## EXERCISE INSTRUCTIONS
Write out all the data again, exactly as shown.

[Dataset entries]
<<<<
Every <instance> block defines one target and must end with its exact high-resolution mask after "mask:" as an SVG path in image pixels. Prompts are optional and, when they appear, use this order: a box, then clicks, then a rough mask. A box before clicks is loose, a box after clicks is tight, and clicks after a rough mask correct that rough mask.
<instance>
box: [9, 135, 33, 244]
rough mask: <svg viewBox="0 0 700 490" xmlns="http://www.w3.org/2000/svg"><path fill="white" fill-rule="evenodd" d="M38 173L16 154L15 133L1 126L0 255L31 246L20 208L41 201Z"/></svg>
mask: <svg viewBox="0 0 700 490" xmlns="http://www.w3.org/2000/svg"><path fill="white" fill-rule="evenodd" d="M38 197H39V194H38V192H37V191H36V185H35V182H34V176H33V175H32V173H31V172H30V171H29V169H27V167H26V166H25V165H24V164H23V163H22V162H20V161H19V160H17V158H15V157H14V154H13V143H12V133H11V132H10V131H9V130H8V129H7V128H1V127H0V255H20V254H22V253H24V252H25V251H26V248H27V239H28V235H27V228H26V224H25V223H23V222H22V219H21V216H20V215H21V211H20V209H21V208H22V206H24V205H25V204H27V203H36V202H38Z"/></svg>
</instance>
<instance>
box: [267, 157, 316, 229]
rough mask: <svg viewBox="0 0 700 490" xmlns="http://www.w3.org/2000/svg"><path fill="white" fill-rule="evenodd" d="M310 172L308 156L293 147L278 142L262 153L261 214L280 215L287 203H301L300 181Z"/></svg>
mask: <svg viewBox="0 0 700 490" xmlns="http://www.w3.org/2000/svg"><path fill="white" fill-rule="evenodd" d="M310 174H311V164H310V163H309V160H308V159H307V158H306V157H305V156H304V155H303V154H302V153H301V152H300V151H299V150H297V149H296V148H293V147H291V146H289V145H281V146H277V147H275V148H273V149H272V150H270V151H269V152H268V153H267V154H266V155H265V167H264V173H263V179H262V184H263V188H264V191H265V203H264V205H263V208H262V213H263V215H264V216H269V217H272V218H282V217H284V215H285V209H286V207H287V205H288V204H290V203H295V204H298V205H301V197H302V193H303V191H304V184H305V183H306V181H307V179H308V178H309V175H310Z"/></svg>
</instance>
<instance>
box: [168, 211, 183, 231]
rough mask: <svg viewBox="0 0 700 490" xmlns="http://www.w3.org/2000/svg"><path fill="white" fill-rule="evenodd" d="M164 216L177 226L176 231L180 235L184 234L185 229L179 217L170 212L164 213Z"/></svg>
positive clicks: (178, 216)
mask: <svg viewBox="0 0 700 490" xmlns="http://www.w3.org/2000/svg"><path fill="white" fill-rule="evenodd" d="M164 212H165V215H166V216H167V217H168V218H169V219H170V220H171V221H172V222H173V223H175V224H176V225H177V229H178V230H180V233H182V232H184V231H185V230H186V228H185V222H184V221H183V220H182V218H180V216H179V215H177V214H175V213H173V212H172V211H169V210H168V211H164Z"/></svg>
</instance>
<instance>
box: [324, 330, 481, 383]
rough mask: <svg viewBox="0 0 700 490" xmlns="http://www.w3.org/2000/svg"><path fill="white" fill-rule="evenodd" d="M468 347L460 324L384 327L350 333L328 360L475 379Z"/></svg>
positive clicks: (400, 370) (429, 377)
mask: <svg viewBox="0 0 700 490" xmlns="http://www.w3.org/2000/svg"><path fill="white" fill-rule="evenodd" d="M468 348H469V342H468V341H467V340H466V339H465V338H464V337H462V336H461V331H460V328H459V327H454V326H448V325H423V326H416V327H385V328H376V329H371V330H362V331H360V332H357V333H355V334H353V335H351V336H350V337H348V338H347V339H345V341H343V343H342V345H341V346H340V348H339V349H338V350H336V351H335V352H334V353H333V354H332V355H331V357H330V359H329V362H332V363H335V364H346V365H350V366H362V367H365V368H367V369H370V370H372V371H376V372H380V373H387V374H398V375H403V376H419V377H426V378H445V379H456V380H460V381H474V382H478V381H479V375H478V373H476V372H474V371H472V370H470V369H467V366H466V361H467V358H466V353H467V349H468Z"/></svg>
>>>>
## RESULT BELOW
Every <instance> block defines one target and must end with its exact high-resolution mask after "mask:" as an SVG path in image pixels. Prompts are optional and, when they appear, use this order: a box, then clicks, then a rough mask. A box before clicks is loose, a box after clicks is tight, and clicks after a rough mask correct that rough mask.
<instance>
box: [9, 135, 33, 244]
rough mask: <svg viewBox="0 0 700 490" xmlns="http://www.w3.org/2000/svg"><path fill="white" fill-rule="evenodd" d="M38 173L16 154L15 133L1 126L0 255L31 246L20 208L41 201Z"/></svg>
mask: <svg viewBox="0 0 700 490" xmlns="http://www.w3.org/2000/svg"><path fill="white" fill-rule="evenodd" d="M38 197H39V194H38V192H37V191H36V185H35V182H34V176H33V175H32V173H31V172H30V171H29V169H27V167H26V166H25V165H24V164H23V163H22V162H20V161H19V160H17V158H15V157H14V154H13V143H12V133H11V132H10V131H9V130H8V129H7V128H1V127H0V255H20V254H22V253H24V252H25V251H26V248H27V239H28V235H27V228H26V224H25V223H23V222H22V219H21V216H20V215H21V211H20V209H21V208H22V206H24V205H25V204H27V203H36V202H38Z"/></svg>
</instance>
<instance>
box: [267, 157, 316, 229]
rough mask: <svg viewBox="0 0 700 490" xmlns="http://www.w3.org/2000/svg"><path fill="white" fill-rule="evenodd" d="M310 172L308 156L293 147L278 142L262 153L261 214L280 215L287 203H301L300 181Z"/></svg>
mask: <svg viewBox="0 0 700 490" xmlns="http://www.w3.org/2000/svg"><path fill="white" fill-rule="evenodd" d="M310 174H311V164H310V163H309V160H308V159H307V158H306V157H305V156H304V155H303V154H302V153H301V152H300V151H299V150H297V149H296V148H293V147H291V146H289V145H281V146H277V147H275V148H273V149H272V150H270V151H269V152H268V153H267V154H266V155H265V167H264V173H263V179H262V184H263V188H264V191H265V203H264V205H263V208H262V213H263V215H264V216H269V217H272V218H282V217H284V215H285V209H286V207H287V205H288V204H290V203H295V204H298V205H301V197H302V193H303V191H304V184H305V183H306V181H307V179H308V178H309V175H310Z"/></svg>
</instance>
<instance>
box: [168, 211, 183, 231]
rough mask: <svg viewBox="0 0 700 490" xmlns="http://www.w3.org/2000/svg"><path fill="white" fill-rule="evenodd" d="M164 216L177 226L176 231L180 235L184 234L185 229L179 217L170 212L164 213Z"/></svg>
positive clicks: (178, 216)
mask: <svg viewBox="0 0 700 490" xmlns="http://www.w3.org/2000/svg"><path fill="white" fill-rule="evenodd" d="M164 212H165V215H166V216H167V217H168V218H169V219H170V220H171V221H172V222H173V223H175V224H176V225H177V229H178V230H180V233H182V232H184V231H185V230H186V228H185V222H184V221H183V220H182V218H180V216H179V215H177V214H175V213H173V212H172V211H169V210H168V211H164Z"/></svg>
</instance>
<instance>
box: [324, 330, 481, 383]
rough mask: <svg viewBox="0 0 700 490" xmlns="http://www.w3.org/2000/svg"><path fill="white" fill-rule="evenodd" d="M468 347L460 324L384 327L350 333L328 360L475 379Z"/></svg>
positive clicks: (400, 370) (429, 377)
mask: <svg viewBox="0 0 700 490" xmlns="http://www.w3.org/2000/svg"><path fill="white" fill-rule="evenodd" d="M468 348H469V342H468V341H467V340H466V339H465V338H464V337H462V336H461V331H460V328H459V327H454V326H448V325H423V326H416V327H385V328H376V329H371V330H362V331H360V332H357V333H355V334H353V335H351V336H350V337H348V338H347V339H345V341H343V343H342V345H341V346H340V348H339V349H338V350H336V351H335V352H334V353H333V354H332V355H331V357H330V359H329V362H332V363H335V364H346V365H350V366H362V367H365V368H367V369H370V370H372V371H376V372H380V373H387V374H398V375H403V376H419V377H426V378H445V379H456V380H460V381H474V382H478V381H479V375H478V373H476V372H474V371H472V370H470V369H467V366H466V361H467V358H466V353H467V349H468Z"/></svg>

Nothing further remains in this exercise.